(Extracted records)
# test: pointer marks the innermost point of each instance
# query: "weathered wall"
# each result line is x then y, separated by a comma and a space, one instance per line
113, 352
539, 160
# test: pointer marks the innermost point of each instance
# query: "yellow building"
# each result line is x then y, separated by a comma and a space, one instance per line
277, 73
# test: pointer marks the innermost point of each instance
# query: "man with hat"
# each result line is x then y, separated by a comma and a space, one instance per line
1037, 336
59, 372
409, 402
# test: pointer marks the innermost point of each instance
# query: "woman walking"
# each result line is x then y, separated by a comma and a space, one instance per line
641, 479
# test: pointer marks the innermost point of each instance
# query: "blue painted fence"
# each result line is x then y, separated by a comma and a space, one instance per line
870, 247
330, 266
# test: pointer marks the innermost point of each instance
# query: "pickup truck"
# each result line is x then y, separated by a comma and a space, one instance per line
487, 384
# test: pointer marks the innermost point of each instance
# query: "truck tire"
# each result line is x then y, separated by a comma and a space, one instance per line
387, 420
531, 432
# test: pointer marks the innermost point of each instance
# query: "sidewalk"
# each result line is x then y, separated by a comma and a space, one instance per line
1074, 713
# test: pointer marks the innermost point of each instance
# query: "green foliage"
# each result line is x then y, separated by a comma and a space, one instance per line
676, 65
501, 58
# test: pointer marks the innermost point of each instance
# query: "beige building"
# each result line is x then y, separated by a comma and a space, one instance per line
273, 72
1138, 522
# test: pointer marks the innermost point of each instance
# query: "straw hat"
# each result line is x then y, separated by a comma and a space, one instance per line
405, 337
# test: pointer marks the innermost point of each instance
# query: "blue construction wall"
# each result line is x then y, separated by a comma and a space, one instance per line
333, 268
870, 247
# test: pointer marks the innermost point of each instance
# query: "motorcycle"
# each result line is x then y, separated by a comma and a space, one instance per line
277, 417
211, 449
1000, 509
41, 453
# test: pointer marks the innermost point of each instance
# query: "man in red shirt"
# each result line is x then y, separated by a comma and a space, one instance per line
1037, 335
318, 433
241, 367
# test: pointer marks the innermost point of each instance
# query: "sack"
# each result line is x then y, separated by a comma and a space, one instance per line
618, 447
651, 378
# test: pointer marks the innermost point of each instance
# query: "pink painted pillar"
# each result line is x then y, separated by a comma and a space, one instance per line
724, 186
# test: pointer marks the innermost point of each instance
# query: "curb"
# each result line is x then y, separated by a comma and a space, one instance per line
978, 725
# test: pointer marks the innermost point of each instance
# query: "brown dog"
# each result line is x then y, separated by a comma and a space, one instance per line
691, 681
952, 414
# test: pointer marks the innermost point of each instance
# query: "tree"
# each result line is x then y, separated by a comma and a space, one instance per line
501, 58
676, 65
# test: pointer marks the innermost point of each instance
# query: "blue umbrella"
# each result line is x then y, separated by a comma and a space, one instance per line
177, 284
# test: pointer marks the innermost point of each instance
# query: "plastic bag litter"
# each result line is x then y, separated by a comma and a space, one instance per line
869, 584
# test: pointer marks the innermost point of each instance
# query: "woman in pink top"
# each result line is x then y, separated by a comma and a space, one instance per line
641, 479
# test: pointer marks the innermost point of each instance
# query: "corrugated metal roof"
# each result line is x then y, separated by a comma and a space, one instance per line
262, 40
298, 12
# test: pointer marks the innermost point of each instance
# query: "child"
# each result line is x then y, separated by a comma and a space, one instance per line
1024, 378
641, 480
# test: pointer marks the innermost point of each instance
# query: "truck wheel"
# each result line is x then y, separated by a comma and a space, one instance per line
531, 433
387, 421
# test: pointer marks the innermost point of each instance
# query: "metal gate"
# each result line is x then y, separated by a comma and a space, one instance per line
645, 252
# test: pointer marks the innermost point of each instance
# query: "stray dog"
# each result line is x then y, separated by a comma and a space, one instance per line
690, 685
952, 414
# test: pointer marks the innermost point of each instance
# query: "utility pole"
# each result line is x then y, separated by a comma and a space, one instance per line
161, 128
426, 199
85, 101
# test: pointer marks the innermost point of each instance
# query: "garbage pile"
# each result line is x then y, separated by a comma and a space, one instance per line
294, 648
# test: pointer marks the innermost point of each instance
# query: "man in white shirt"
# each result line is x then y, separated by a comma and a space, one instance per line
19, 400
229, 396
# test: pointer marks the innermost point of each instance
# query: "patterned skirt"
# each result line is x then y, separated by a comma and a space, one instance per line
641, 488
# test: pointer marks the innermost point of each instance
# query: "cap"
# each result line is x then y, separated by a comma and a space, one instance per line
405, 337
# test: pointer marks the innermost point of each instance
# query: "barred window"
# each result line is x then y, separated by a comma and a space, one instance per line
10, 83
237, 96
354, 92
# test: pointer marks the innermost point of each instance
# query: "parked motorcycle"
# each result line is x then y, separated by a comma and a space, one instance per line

— Stated exercise —
Which lines of the records contain the word "shirt"? Copy each of them.

— Finished answer —
# query: "man in red shirt"
# query: "man in white shirt"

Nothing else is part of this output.